# [Problem details]
Turn the part of the listing that opens with the line containing "like point(161, 576)." and closes with the line containing "point(711, 554)" into a numbered list, leaving out any blank lines.

# [Records for this exercise]
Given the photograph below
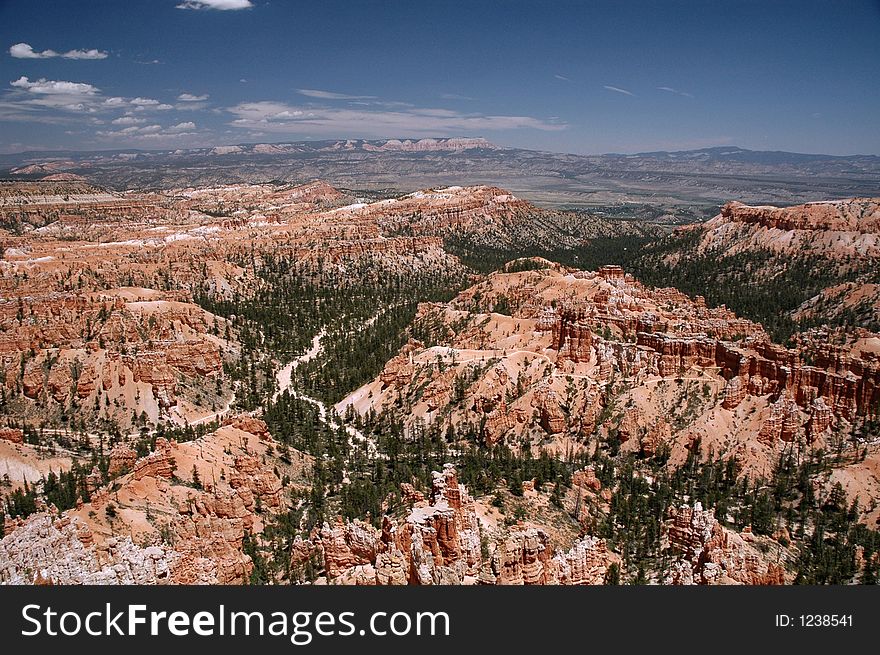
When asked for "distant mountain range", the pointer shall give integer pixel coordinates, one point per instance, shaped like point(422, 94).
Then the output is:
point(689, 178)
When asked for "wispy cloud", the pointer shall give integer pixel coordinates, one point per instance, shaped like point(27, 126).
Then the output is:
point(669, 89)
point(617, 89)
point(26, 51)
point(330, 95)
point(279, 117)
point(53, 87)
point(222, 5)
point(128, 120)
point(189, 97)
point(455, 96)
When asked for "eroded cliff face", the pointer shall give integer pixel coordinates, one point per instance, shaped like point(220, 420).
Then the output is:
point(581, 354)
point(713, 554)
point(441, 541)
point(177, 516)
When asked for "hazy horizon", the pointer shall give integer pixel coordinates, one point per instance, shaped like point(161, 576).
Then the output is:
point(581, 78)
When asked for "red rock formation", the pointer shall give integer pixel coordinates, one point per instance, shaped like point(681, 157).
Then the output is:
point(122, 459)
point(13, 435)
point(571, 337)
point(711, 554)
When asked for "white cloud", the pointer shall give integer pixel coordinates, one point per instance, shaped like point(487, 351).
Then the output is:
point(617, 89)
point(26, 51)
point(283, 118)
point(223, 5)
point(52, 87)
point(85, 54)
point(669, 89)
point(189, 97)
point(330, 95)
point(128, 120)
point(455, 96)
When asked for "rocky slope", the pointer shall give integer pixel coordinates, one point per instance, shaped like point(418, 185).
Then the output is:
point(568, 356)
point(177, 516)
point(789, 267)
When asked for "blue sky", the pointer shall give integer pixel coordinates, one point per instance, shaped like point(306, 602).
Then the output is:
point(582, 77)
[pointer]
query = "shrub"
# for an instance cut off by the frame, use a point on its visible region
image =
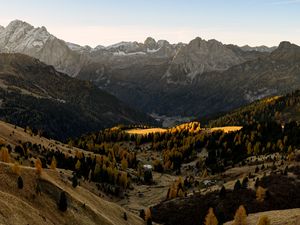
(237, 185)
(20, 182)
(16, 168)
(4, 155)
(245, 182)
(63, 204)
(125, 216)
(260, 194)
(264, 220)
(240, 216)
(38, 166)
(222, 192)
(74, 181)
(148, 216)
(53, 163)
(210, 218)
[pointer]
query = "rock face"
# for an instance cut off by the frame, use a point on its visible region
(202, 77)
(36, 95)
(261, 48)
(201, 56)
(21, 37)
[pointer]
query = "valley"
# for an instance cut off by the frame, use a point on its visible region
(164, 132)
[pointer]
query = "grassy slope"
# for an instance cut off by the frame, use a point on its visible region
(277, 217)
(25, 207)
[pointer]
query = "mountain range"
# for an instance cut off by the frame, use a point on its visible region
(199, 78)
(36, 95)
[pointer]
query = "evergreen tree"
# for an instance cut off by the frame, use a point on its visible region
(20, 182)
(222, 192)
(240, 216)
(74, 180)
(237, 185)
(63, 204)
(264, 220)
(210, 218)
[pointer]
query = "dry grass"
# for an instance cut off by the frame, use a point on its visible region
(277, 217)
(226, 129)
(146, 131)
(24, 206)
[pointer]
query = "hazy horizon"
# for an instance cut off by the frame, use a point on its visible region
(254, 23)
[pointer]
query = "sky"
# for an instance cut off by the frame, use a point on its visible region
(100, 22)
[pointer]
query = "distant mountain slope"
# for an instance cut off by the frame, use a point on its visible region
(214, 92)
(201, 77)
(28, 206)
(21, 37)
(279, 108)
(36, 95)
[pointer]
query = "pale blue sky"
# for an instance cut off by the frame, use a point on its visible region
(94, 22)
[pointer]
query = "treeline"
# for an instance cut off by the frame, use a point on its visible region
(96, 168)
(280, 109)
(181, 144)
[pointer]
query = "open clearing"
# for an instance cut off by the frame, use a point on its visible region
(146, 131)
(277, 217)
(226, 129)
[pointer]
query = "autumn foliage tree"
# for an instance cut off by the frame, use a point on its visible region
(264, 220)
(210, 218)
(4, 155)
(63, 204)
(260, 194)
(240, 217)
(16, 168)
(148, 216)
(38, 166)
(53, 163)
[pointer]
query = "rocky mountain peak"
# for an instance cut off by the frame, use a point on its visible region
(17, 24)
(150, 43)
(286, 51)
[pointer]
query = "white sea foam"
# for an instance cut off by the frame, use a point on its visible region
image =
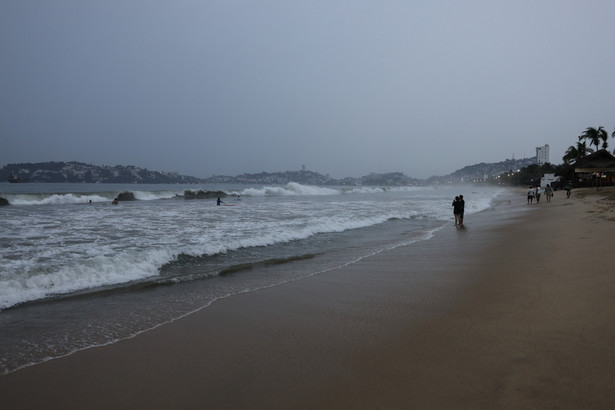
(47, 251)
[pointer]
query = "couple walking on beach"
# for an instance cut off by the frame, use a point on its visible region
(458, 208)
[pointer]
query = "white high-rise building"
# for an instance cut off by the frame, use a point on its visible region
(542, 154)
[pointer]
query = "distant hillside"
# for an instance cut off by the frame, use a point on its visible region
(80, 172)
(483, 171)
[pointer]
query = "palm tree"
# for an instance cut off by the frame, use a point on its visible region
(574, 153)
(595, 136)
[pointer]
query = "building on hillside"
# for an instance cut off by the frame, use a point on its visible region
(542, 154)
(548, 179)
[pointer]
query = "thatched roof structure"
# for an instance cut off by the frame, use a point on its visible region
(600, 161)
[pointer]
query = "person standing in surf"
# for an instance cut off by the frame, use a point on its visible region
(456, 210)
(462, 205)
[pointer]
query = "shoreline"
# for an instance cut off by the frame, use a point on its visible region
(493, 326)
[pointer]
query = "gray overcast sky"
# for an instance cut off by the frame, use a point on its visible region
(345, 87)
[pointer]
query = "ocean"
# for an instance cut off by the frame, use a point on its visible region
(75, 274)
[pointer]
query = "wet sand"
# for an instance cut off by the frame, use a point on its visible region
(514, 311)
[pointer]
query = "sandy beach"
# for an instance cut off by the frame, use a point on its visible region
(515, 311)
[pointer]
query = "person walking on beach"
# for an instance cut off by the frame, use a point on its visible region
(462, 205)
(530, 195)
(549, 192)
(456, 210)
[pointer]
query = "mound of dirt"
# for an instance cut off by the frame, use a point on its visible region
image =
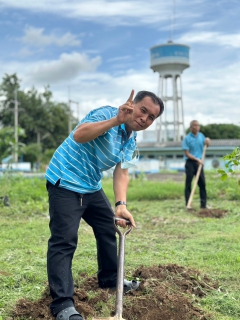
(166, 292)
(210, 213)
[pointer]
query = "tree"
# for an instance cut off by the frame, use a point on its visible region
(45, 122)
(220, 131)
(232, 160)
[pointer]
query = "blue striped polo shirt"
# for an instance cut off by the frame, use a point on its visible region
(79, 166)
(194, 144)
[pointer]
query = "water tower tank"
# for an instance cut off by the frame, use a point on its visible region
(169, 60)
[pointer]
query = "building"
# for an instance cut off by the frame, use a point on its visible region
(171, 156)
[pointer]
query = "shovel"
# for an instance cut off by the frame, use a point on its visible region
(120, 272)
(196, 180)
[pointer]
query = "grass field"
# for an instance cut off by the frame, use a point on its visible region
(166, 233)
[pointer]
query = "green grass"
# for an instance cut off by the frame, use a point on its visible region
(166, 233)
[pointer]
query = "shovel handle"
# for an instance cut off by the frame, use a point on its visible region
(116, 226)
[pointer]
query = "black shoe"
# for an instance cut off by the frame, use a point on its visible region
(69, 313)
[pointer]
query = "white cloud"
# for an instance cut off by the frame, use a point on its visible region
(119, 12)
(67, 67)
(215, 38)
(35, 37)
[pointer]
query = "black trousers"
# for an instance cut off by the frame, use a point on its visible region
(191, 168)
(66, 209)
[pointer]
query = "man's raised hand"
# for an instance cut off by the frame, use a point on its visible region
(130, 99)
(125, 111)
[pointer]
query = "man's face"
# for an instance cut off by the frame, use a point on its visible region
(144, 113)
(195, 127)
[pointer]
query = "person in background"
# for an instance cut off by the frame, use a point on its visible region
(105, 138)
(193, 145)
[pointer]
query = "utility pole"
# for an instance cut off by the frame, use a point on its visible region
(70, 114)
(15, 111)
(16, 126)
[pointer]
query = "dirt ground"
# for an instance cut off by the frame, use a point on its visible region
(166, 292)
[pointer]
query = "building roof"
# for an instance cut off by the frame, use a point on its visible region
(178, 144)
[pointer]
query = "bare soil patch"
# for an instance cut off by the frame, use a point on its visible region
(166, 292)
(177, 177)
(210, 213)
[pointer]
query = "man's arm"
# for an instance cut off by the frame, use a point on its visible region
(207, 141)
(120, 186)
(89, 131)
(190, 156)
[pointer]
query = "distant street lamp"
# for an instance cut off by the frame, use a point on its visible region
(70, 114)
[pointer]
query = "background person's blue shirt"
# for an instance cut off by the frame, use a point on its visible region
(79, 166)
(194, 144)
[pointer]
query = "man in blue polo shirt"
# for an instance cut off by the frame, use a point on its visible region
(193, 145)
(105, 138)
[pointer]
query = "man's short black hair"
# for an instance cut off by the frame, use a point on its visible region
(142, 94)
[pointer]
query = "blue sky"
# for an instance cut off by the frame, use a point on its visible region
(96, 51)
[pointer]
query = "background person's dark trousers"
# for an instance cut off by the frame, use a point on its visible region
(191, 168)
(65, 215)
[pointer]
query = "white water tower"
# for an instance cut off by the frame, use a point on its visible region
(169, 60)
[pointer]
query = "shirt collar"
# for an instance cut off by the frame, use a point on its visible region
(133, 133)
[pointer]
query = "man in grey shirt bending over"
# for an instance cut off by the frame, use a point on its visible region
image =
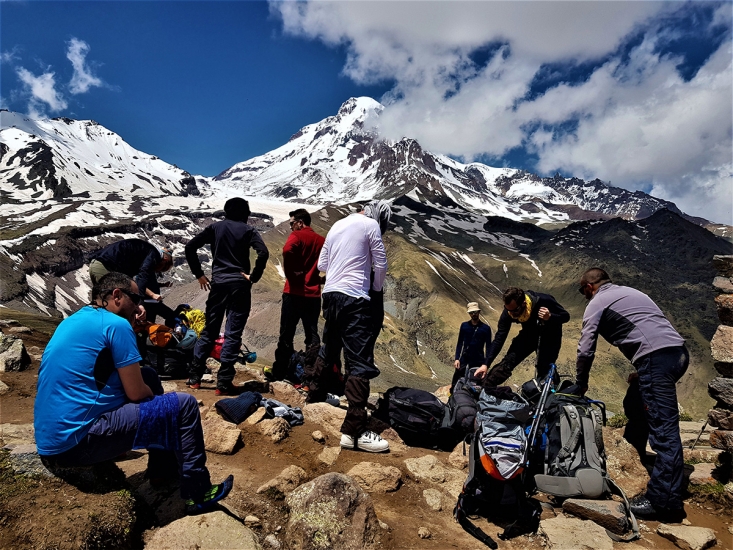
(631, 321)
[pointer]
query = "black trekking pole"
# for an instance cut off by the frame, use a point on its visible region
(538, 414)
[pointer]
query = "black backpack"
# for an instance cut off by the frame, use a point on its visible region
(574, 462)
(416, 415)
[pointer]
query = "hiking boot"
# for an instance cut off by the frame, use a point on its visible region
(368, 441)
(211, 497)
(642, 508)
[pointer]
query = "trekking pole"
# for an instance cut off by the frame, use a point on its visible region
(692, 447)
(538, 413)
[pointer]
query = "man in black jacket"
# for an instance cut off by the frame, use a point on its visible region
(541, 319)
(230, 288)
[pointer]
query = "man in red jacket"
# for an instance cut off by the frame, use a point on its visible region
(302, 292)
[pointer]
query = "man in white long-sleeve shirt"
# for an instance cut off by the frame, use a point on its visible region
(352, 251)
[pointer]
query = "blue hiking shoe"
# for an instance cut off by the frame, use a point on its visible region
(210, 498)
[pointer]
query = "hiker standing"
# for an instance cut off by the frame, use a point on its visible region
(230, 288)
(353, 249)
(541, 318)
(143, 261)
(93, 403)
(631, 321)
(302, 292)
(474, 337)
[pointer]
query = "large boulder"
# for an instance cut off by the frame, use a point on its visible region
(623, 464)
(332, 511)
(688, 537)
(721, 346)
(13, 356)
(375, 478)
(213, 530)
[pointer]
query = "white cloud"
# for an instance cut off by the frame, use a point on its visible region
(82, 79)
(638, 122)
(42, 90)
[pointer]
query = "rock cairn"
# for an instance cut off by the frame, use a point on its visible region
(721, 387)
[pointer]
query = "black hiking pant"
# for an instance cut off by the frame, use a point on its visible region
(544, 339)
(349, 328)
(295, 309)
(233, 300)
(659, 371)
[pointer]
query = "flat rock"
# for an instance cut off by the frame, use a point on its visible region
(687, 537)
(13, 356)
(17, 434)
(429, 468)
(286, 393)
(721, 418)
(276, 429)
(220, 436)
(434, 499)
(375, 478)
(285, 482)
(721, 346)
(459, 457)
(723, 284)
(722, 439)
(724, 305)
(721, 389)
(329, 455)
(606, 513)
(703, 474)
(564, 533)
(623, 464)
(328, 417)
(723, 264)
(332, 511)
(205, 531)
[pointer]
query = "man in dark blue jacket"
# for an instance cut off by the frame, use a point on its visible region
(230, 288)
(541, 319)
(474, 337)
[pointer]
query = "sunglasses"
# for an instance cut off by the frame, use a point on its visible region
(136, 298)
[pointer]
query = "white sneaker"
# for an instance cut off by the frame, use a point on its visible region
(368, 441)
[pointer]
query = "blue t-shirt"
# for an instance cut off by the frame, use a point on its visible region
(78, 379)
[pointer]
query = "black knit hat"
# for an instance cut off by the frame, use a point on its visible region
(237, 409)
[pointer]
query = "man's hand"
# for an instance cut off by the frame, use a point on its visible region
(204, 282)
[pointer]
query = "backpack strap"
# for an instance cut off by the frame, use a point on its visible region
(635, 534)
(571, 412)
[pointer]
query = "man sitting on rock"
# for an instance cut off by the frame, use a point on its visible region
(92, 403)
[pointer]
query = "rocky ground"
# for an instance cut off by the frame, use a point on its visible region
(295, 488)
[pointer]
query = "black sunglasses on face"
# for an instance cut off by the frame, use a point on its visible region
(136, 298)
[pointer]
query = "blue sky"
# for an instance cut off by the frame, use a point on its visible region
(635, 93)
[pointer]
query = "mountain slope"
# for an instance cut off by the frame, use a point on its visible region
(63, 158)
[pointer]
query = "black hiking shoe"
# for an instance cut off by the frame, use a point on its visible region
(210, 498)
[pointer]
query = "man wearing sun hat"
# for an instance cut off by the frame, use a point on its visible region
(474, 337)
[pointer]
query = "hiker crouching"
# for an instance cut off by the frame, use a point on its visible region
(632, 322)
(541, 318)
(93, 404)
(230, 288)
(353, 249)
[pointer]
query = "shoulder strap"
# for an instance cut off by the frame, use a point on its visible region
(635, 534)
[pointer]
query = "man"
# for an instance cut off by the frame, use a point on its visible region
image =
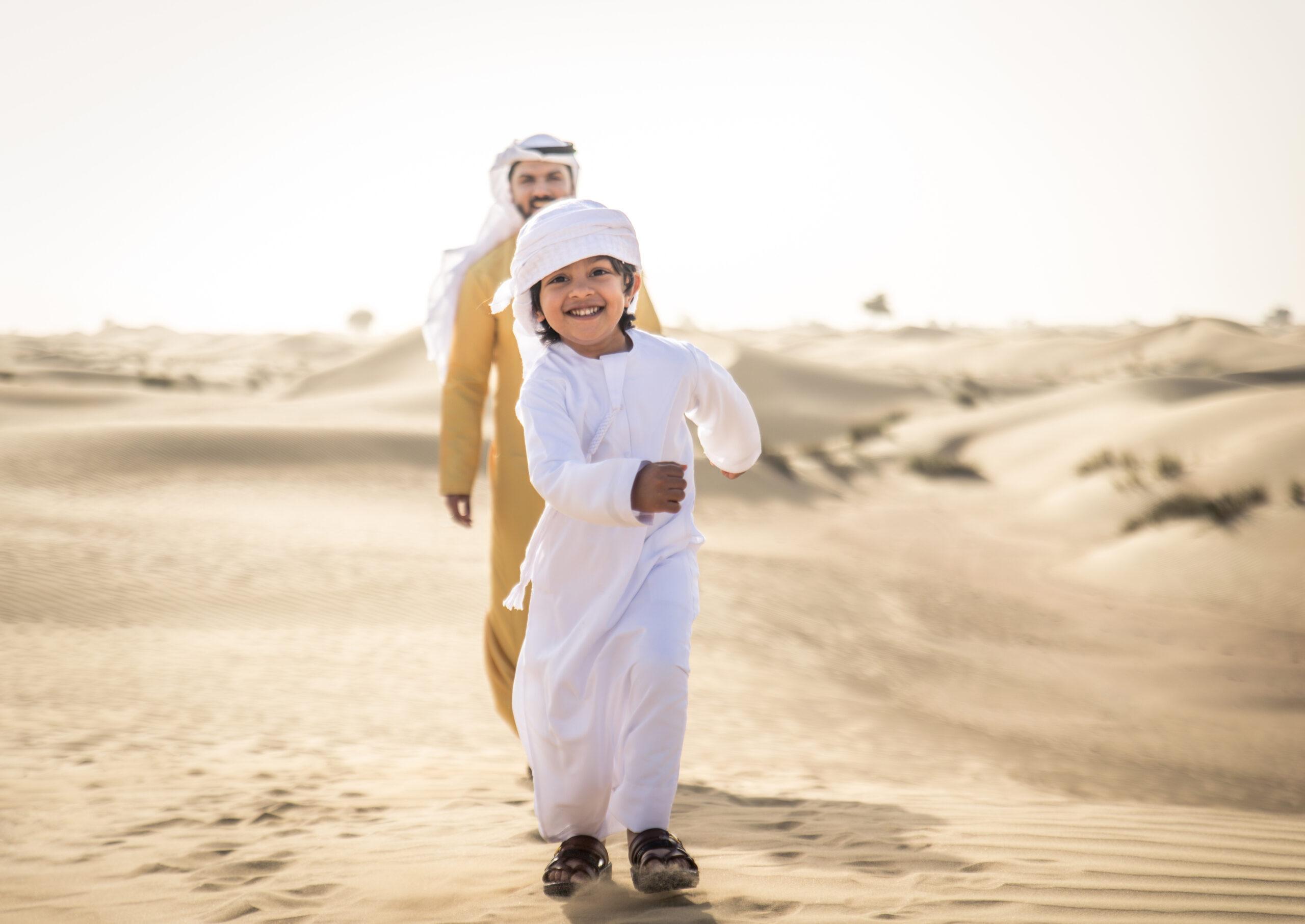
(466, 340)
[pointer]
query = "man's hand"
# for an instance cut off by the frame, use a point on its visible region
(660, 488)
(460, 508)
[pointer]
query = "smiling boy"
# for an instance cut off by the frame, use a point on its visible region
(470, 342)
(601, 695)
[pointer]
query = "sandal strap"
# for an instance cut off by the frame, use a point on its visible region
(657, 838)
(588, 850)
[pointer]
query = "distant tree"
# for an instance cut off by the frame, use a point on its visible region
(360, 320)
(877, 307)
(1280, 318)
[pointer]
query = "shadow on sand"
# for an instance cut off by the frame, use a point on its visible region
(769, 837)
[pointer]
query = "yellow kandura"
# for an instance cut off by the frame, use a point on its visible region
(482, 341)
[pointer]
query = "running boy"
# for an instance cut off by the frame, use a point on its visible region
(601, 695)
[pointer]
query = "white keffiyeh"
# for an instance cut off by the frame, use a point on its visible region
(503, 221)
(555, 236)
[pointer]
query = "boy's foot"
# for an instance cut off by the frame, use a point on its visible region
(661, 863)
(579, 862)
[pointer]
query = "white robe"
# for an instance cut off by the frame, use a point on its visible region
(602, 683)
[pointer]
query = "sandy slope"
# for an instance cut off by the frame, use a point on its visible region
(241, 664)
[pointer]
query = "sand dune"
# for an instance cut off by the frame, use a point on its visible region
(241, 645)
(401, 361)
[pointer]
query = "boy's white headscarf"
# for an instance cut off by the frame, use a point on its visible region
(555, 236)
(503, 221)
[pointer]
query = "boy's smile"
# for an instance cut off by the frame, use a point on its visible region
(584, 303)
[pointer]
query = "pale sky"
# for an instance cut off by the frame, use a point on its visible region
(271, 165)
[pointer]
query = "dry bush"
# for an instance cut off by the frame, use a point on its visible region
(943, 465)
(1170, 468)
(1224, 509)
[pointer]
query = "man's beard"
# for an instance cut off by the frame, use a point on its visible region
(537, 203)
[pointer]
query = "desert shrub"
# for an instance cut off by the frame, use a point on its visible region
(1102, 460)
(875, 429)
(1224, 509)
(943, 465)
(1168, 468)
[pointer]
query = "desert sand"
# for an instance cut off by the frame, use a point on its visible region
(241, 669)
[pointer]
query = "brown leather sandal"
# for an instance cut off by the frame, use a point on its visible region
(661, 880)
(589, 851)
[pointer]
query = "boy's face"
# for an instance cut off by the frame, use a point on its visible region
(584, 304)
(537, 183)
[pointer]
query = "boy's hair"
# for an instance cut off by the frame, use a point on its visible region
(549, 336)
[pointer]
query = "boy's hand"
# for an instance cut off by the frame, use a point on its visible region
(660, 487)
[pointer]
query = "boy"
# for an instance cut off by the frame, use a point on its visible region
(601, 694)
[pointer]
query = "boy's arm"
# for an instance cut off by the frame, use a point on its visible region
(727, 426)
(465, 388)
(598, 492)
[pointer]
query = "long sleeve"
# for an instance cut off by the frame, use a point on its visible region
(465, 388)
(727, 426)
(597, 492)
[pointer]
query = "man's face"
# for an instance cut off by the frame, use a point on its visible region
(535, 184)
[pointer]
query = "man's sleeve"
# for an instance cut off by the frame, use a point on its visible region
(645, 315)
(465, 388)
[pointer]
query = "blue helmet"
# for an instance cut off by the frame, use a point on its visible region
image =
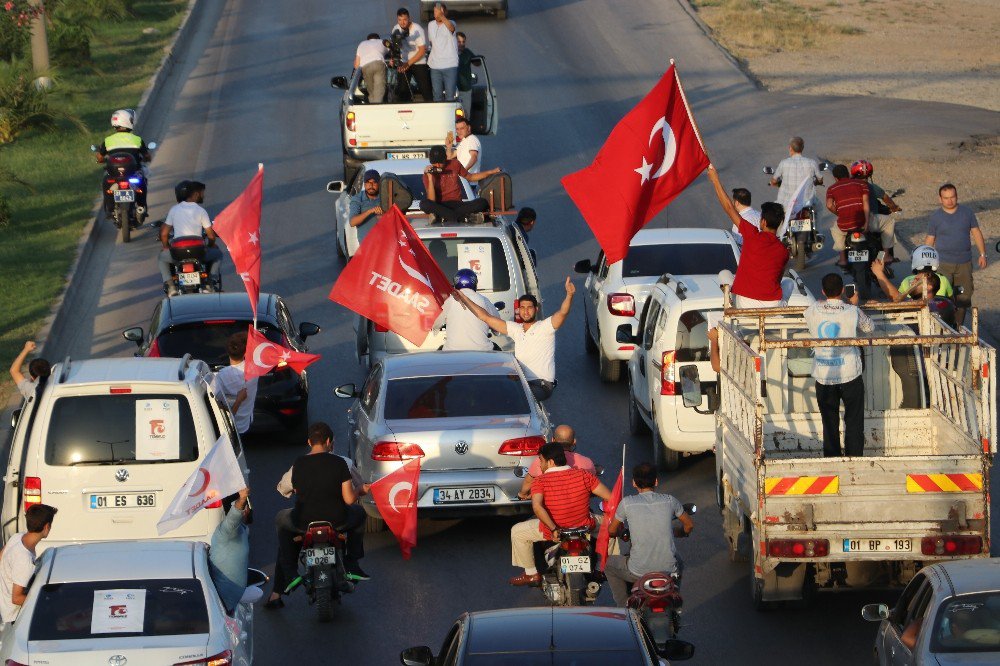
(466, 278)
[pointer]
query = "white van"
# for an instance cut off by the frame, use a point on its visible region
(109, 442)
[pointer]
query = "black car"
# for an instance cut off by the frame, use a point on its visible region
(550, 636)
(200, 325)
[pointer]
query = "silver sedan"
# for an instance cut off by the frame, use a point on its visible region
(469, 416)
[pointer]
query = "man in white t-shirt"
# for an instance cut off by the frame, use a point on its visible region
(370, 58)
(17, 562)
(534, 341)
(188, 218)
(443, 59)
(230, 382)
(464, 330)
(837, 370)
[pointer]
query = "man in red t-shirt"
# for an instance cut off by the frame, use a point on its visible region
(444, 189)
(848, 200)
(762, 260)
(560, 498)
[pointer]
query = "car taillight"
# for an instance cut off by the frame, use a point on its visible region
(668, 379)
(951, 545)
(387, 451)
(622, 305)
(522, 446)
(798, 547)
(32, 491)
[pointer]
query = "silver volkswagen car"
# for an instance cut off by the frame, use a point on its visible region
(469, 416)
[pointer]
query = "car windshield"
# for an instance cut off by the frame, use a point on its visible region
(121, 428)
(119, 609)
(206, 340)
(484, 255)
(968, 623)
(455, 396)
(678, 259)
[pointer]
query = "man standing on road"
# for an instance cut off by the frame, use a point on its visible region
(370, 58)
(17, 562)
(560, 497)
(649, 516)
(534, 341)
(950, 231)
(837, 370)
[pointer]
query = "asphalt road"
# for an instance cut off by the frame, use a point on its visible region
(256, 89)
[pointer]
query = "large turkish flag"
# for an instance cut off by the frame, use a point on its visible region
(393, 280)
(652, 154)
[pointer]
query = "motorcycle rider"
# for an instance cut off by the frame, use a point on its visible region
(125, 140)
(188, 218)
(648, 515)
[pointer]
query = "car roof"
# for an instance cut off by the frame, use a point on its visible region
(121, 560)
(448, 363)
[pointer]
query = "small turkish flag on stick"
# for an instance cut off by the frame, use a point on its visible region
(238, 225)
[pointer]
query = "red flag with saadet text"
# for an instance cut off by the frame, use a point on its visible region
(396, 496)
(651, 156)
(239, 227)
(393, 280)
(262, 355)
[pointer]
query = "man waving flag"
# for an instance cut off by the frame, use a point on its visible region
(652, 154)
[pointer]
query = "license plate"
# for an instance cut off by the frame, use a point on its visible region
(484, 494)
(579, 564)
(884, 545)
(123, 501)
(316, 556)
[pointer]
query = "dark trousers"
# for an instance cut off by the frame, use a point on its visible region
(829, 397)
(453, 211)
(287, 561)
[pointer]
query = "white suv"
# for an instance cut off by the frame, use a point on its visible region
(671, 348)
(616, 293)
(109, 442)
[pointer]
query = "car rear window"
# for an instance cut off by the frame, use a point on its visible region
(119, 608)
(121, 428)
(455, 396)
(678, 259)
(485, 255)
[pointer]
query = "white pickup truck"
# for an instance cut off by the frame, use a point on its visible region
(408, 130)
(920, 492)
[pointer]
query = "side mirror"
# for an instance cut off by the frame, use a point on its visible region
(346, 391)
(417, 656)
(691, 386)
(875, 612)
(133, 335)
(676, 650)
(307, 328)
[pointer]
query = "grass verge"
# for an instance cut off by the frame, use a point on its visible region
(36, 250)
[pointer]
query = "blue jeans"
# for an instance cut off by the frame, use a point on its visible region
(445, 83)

# [Answer to the exercise]
1. When asked for "hazy horizon", the pointer shall give integer pixel coordinates, one point per instance, shaped like point(161, 576).
2. Then the output is:
3. point(581, 78)
4. When asked for "red rock formation", the pointer shall give integer pixel coordinates, one point per instance, shaped like point(681, 157).
5. Then the output is:
6. point(122, 459)
7. point(13, 435)
8. point(571, 337)
9. point(711, 554)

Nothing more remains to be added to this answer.